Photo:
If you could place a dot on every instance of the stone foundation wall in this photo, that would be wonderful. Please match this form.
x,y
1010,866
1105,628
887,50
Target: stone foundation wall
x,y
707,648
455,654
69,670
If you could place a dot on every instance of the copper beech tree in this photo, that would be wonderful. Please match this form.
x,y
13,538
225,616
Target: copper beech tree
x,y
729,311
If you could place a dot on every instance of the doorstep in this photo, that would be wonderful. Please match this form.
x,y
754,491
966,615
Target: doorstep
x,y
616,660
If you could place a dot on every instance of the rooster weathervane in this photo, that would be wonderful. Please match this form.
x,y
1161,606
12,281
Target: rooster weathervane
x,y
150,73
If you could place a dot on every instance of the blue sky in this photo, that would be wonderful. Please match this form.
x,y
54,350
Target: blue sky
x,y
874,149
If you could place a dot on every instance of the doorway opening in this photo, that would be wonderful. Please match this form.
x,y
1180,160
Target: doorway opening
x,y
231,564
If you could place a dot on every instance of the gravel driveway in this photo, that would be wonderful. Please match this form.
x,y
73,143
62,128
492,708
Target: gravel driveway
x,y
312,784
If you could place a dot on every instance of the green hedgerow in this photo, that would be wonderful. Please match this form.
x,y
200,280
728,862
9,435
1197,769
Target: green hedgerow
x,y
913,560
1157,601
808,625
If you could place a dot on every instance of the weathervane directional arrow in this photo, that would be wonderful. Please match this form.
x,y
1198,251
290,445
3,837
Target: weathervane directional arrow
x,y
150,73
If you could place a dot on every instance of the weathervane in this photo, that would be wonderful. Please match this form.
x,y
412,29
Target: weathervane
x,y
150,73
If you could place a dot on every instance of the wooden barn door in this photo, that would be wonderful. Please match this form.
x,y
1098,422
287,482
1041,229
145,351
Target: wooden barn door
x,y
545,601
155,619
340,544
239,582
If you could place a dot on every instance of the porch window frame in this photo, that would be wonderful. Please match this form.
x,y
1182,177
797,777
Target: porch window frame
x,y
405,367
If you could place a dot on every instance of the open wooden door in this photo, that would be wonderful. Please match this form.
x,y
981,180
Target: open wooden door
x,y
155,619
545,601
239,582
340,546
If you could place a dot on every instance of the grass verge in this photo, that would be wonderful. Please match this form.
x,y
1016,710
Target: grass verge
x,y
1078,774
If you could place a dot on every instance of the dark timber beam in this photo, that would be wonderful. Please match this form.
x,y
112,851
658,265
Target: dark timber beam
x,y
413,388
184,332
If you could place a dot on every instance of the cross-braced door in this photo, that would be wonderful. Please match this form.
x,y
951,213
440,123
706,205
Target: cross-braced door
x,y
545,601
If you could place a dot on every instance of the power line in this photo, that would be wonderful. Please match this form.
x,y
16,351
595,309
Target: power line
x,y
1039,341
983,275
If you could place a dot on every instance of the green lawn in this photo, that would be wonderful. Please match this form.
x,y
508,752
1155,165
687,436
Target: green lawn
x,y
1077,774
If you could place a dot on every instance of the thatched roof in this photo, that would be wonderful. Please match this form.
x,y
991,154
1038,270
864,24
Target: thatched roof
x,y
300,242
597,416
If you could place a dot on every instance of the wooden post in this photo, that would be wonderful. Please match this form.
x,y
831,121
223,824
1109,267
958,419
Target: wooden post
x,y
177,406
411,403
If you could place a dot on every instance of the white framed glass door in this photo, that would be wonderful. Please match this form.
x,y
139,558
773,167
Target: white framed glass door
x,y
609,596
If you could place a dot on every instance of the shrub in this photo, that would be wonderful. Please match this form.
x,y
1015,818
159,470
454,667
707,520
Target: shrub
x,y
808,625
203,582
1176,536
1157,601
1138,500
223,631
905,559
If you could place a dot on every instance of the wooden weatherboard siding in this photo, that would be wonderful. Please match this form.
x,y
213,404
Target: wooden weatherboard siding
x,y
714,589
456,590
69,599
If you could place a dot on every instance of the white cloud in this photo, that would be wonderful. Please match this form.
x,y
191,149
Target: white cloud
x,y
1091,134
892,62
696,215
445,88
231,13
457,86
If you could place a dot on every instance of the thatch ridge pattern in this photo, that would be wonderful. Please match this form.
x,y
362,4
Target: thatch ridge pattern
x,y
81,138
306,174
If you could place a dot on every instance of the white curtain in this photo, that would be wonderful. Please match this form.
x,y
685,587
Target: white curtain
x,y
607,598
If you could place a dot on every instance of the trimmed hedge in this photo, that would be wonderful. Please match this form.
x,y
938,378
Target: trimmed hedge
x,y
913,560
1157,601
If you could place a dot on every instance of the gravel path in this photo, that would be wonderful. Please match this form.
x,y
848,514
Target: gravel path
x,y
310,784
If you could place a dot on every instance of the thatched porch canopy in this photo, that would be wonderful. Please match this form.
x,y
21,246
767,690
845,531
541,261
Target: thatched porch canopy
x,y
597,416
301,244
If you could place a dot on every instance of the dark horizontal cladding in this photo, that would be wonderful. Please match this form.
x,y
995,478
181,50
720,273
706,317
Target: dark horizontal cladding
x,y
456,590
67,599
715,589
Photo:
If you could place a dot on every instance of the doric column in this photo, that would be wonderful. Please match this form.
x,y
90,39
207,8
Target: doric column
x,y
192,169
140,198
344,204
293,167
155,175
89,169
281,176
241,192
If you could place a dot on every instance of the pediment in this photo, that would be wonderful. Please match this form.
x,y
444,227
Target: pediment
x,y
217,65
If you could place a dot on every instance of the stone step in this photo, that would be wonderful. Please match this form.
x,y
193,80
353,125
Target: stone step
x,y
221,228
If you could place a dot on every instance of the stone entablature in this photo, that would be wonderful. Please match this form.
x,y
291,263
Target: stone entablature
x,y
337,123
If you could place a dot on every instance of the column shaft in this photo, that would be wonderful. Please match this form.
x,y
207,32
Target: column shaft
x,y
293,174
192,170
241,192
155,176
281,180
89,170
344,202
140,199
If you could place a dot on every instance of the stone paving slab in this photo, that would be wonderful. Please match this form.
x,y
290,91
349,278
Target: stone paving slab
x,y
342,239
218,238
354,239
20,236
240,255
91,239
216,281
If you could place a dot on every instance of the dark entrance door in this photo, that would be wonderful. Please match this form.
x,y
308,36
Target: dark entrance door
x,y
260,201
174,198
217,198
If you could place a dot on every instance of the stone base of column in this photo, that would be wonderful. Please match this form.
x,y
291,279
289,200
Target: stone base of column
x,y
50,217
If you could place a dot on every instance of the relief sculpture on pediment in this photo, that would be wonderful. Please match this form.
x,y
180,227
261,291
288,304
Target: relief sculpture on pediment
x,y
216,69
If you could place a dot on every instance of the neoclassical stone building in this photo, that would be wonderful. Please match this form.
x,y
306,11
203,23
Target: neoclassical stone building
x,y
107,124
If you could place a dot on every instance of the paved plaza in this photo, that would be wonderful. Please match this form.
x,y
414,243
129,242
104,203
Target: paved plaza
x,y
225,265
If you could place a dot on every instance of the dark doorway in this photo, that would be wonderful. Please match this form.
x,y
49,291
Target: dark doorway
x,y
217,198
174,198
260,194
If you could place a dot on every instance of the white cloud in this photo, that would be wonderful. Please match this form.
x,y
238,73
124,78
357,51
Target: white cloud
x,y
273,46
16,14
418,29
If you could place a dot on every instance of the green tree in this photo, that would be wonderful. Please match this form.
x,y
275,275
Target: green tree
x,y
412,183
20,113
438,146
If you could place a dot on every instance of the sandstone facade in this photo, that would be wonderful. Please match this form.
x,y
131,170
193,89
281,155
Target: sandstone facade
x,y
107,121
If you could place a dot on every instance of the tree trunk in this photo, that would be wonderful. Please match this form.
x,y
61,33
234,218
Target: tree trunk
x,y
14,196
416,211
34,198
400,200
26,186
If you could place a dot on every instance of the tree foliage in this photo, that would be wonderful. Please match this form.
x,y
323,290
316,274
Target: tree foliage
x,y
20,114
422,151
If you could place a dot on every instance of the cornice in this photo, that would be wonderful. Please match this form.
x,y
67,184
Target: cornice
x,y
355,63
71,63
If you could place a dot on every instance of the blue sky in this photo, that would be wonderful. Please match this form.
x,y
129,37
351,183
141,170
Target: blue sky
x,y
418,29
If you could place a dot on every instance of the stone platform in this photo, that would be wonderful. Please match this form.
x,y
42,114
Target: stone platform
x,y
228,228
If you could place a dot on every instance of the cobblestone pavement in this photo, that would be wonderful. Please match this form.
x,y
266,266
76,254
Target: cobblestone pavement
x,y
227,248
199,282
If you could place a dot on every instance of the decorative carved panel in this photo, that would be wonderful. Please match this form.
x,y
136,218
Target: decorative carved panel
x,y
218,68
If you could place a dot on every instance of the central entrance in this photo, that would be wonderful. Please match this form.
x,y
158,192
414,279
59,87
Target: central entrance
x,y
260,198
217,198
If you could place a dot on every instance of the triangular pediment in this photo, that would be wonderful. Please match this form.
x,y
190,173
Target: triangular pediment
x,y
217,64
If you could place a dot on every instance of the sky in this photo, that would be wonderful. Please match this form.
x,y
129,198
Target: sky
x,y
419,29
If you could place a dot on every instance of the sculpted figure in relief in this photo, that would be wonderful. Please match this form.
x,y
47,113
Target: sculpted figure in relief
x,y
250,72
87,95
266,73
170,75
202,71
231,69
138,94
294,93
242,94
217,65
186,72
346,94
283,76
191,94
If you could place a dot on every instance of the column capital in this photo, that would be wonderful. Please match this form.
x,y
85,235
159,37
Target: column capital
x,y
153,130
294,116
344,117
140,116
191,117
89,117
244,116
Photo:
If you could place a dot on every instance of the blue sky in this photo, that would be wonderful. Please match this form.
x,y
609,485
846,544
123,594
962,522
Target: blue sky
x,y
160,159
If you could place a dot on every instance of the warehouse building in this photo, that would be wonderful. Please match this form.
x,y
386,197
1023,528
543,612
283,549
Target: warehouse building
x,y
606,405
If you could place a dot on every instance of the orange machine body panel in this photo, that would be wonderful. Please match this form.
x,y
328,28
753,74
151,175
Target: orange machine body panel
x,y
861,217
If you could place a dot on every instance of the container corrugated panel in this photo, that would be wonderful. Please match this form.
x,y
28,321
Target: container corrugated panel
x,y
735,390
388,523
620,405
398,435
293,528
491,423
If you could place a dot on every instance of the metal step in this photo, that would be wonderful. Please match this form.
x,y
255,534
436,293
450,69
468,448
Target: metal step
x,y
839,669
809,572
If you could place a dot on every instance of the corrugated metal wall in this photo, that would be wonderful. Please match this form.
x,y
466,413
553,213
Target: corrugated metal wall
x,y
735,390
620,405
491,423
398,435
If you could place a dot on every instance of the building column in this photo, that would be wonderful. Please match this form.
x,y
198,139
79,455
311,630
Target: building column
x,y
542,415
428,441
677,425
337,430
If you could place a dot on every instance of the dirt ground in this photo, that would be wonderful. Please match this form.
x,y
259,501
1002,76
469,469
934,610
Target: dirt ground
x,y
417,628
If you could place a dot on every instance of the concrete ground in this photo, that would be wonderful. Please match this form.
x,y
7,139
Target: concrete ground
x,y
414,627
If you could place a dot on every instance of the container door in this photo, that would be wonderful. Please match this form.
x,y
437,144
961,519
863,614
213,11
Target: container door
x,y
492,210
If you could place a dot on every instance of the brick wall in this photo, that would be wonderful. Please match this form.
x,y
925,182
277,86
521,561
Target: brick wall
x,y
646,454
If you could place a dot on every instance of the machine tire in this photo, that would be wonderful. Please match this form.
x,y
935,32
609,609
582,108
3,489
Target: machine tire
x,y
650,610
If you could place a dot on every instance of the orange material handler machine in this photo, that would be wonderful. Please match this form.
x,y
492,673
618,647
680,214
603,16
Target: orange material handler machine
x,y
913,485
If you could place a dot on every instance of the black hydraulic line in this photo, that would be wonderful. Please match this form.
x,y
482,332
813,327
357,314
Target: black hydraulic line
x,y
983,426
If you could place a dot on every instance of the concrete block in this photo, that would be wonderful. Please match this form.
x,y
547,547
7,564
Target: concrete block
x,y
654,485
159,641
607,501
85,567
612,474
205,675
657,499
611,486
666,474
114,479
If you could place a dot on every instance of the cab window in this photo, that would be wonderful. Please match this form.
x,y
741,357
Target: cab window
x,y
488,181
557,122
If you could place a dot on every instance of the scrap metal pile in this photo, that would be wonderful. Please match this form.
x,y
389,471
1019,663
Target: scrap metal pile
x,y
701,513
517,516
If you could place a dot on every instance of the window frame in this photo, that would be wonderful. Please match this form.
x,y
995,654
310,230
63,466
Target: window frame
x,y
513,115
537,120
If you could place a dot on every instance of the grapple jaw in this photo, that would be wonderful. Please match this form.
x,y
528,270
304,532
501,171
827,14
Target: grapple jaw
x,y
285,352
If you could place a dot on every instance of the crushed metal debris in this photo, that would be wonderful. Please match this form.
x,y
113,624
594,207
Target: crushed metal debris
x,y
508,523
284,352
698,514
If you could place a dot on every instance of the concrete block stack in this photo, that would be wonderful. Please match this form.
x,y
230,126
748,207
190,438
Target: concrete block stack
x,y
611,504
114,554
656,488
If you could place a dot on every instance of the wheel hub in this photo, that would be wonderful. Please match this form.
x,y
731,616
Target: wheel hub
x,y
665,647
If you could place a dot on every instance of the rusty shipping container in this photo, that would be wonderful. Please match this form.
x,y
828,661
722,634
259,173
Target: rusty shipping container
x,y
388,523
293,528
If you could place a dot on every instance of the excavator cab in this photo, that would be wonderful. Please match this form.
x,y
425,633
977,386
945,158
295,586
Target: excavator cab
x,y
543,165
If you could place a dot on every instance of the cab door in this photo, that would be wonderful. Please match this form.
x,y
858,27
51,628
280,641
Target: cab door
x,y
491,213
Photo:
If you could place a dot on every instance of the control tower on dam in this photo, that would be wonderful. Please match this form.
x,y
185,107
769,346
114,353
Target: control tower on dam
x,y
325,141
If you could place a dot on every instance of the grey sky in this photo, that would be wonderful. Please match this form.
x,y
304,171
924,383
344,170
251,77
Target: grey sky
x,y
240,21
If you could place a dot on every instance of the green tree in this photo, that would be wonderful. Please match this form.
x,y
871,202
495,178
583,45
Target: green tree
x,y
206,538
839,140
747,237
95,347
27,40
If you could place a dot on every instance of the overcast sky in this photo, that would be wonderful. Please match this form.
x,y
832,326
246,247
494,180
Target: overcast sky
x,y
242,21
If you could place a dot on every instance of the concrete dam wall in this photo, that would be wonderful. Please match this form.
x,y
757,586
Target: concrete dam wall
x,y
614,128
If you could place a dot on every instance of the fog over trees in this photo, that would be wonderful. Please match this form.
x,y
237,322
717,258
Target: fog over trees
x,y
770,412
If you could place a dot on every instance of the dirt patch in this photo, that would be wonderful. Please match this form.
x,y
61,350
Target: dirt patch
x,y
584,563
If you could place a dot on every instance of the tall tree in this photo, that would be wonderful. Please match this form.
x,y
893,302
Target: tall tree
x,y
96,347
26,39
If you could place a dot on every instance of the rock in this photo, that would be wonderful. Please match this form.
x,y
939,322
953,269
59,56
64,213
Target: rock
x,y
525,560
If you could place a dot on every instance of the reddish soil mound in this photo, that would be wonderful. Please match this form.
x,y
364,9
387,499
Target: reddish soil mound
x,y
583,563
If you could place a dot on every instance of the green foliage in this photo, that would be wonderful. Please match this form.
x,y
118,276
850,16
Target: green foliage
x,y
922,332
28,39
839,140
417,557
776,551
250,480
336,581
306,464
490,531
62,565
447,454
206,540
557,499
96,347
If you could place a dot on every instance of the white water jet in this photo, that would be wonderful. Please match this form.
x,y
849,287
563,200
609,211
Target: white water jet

_ _ _ _ _

Only the lines from the one that contains "of the overcast" through the last line should be repeated, each exactly as it stands, with both ends included.

If you could place a dot on every instance of the overcast sky in this photo, that would be wonderful. Please match this form.
x,y
832,326
246,247
494,180
Target: overcast sky
x,y
242,21
If you could place a dot on every instance of the concrete dam wall in this photo, that would be wonderful. Please match this form.
x,y
757,586
Target: concrete dam wall
x,y
614,128
If you could place a dot on every instance of the fog over trees in this photo, that would be wonderful. Please match this form.
x,y
237,322
717,258
Target: fog over trees
x,y
770,412
If you could place a dot on every instance of the dirt patch in this photo, that would be wonderful. Please match this form.
x,y
61,350
Target: dirt patch
x,y
584,563
If you could place a dot on every instance of the tall tree in this photo, that would be wonderful. Please match this form.
x,y
893,302
Target: tall tree
x,y
96,347
26,39
If you could place a dot on every instance of the rock in this photo, that would be wonderful. Please match this form.
x,y
939,322
953,269
59,56
64,213
Target: rock
x,y
525,560
If you could place a dot on every instance of the reddish soil mound in this photo, that would be wonderful. Please match this form.
x,y
364,9
387,499
Target: reddish soil mound
x,y
583,563
If you could place a dot on every instance of the green foliage in this photo, that would be wonderful. Please match this form.
x,y
118,276
850,16
Target: green foliage
x,y
922,332
28,39
839,140
417,557
776,551
250,480
336,581
306,464
490,531
62,565
447,454
206,540
557,499
96,347
If you could place a dot on every instance of the white water jet in this photo, that would be wonderful. Please match this form.
x,y
849,287
563,200
609,211
Target: white water jet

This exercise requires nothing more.